REQUIREMENTS -> Find every line below that contains the string "gray", matching case exactly, and copy each of those lines out in full.

INPUT RECORDS ->
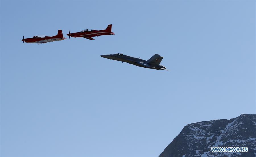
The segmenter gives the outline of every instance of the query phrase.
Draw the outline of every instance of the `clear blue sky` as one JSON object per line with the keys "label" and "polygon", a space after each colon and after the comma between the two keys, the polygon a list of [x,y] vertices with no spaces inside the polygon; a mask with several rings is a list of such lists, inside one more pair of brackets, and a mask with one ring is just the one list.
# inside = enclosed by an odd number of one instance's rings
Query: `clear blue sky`
{"label": "clear blue sky", "polygon": [[[1,156],[156,156],[188,124],[255,114],[255,5],[1,1]],[[100,56],[119,52],[170,71]]]}

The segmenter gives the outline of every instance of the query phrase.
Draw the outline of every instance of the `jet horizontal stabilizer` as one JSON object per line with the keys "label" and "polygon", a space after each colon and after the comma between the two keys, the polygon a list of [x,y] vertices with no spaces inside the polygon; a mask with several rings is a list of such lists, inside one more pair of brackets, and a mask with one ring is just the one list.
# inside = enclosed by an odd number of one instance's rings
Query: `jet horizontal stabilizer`
{"label": "jet horizontal stabilizer", "polygon": [[164,69],[164,68],[159,68],[159,69],[162,69],[162,70],[167,70],[167,71],[170,71],[170,70],[168,70],[168,69]]}

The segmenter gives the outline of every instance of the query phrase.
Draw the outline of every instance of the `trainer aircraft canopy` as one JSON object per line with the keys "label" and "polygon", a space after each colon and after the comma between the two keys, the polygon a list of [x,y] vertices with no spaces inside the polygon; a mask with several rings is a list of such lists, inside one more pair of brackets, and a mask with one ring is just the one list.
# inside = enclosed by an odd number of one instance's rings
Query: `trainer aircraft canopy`
{"label": "trainer aircraft canopy", "polygon": [[82,30],[82,31],[80,31],[80,32],[83,33],[84,32],[90,32],[92,31],[93,31],[93,30],[91,29],[85,29]]}
{"label": "trainer aircraft canopy", "polygon": [[42,38],[45,37],[45,35],[36,35],[33,37],[34,38]]}

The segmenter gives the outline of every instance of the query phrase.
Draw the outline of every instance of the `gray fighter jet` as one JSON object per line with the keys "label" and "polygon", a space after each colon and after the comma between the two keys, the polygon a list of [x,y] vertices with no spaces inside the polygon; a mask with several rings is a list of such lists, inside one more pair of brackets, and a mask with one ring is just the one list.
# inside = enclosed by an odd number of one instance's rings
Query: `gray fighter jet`
{"label": "gray fighter jet", "polygon": [[164,66],[159,65],[164,58],[160,56],[159,55],[156,54],[147,61],[140,59],[140,58],[137,58],[120,53],[102,55],[100,56],[110,60],[113,60],[122,62],[128,63],[131,64],[133,64],[138,67],[154,69],[156,70],[168,70]]}

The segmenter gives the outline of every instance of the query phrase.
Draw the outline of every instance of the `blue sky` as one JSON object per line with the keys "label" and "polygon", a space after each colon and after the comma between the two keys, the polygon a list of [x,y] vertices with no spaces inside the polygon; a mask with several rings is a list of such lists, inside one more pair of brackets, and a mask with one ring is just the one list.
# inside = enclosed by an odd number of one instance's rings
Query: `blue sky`
{"label": "blue sky", "polygon": [[[1,1],[1,156],[156,156],[188,124],[255,114],[255,3]],[[170,71],[100,56],[117,53]]]}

ANSWER TO THE EXERCISE ->
Draw the outline of every instance of the `gray fighter jet` as one JSON object per line with the keys "label" and "polygon", a space after each colon and after the comma between the two keys, the polygon a list of [x,y] vertices with no spaces inside the polygon; a mask with several rings is a list of such lists, inside one more pair of brackets, and a mask with one ring is just the one list.
Query: `gray fighter jet`
{"label": "gray fighter jet", "polygon": [[164,66],[159,65],[164,58],[160,56],[159,55],[156,54],[147,61],[140,59],[140,58],[137,58],[120,53],[102,55],[100,56],[110,60],[113,60],[122,62],[128,63],[131,64],[133,64],[138,67],[154,69],[156,70],[168,70]]}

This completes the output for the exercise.